Work instruction 1: In the excerpt about a school removing Huxley's book from its reading list, which grade's curriculum had the book been part of?
Work instruction 2: Extend the excerpt about the school's removal of Huxley's book from its required reading list, picking up right after its last sentence.

As KUOW reports today, it seems a Native American student who was required to read the book took issue with the its depiction of native people. The girl's mom, Sarah Sense-Wilson, agreed and wrote the school to have it removed from the curriculum, writing:

"(The book has a) high volume of racially offensive derogatory language and misinformation on Native Americans. In addition to the inaccurate imagery, and stereotype views, the text lacks literary value which is relevant to today's contemporary multicultural society."

The school eventually agreed, promising to remove the book from students' required reading list and releasing a statement apologizing that the "cultural insensitivity embedded in this book makes it an inappropriate choice as a central text in our 10th grade curriculum."

In the book, Huxley tosses around the word "savage" frequently. His portrait of a mainstream society where babies are not born, but created in factories and bred into specific roles, is offset by a frontier-like outlying culture in which babies are still "born naturally." It's this culture which is owned by the "savages."

What Sense-Wilson and her daughter seem to be having trouble grasping is that the "savages" in the book are only called "savages" because the mainstream society which they aren't a part of is so perverted. In reality, Huxley's savages are indeed the heroes and the normal ones, while the drugged-out, apathetic test-tube people that populate the fictional mainstream culture are the oddballs.

Extracted records:
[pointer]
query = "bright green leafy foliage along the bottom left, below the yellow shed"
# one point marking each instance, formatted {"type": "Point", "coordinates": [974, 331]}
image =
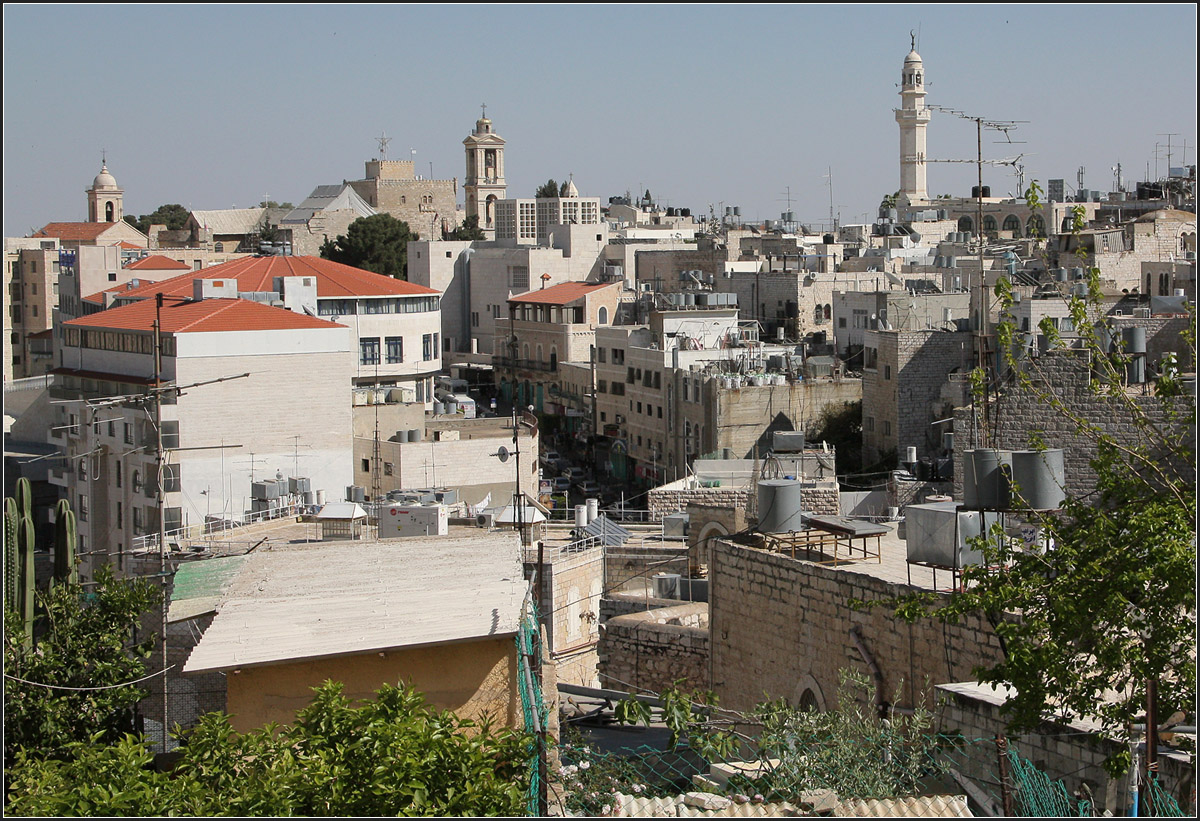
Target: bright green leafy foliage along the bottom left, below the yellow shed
{"type": "Point", "coordinates": [393, 756]}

Task answer 1: The 10th grade curriculum.

Task answer 2:
Regardless, the parent and daughter seem content to cherry-pick various excerpts from the book as proof of its offensive nature, like:

"'Remember that in the Reservation, children are born. Yes, actually born, revolting as that may seem. Those, I repeat, who are born on the Reservation are destined to die there.'"

Not only is Sense-Wilson offended by the language, she appears to think Brave New World is not at all well-written, either. She tells KUOW that it should be taken out of all Seattle schools and banished to the public library, but that even there, no one will want to read it.

"Most of the kids I've talked to don't even like the book so I doubt it would even get an audience in the library."

Tell that the Modern Library who rated the book as No. 18 in its list of the "100 Best Novels" of all time, or to the tens of millions of readers who have thumbed through it since it was published in 1932.